◆ SELECTED EXCERPT
....

Snippets from the life of Martha Sarah Ellis.
There appears to be no problem for girls wanting work, “demand for female servants is very active in the colony, and when parties have been sent out on previous occasions every girl has found employment on the day of landing”, according to Mrs. Joyce, of Winchester, the head of the United British Emigration Society.
|1894 'NEWS OF THE WEEK.', Western Mail (Perth, WA : 1885 - 1954), 3 March, p. 34. , viewed 08 Apr 2017, http://nla.gov.au/nla.news-article33100314|
We know that in May 1890 Martha was working as a domestic and was described as one of two “young domestic servants of respectable appearance” when she appeared in court accused of assault with some of her friends. (click here for more details). It is quite possible that after being found guilty that she lost her position, but for whatever reason, by the end of 1890 she was working at the Colonial Hospital in Perth, a position from which she was discharged from sometime after the 21st December possibly early in 1891.

....

◆ DATA EXTRACT
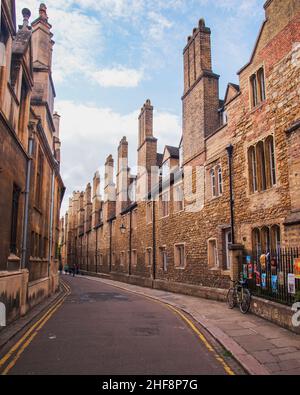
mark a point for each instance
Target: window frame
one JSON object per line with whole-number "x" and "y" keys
{"x": 180, "y": 256}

....

◆ BRIEF
Reproduce the full passage on Martha Sarah Ellis from the top of the page word for word, including its source line.

◆ REPLY
Snippets from the life of Martha Sarah Ellis.
There appears to be no problem for girls wanting work, “demand for female servants is very active in the colony, and when parties have been sent out on previous occasions every girl has found employment on the day of landing”, according to Mrs. Joyce, of Winchester, the head of the United British Emigration Society.
|1894 'NEWS OF THE WEEK.', Western Mail (Perth, WA : 1885 - 1954), 3 March, p. 34. , viewed 08 Apr 2017, http://nla.gov.au/nla.news-article33100314|
We know that in May 1890 Martha was working as a domestic and was described as one of two “young domestic servants of respectable appearance” when she appeared in court accused of assault with some of her friends. (click here for more details). It is quite possible that after being found guilty that she lost her position, but for whatever reason, by the end of 1890 she was working at the Colonial Hospital in Perth, a position from which she was discharged from sometime after the 21st December possibly early in 1891.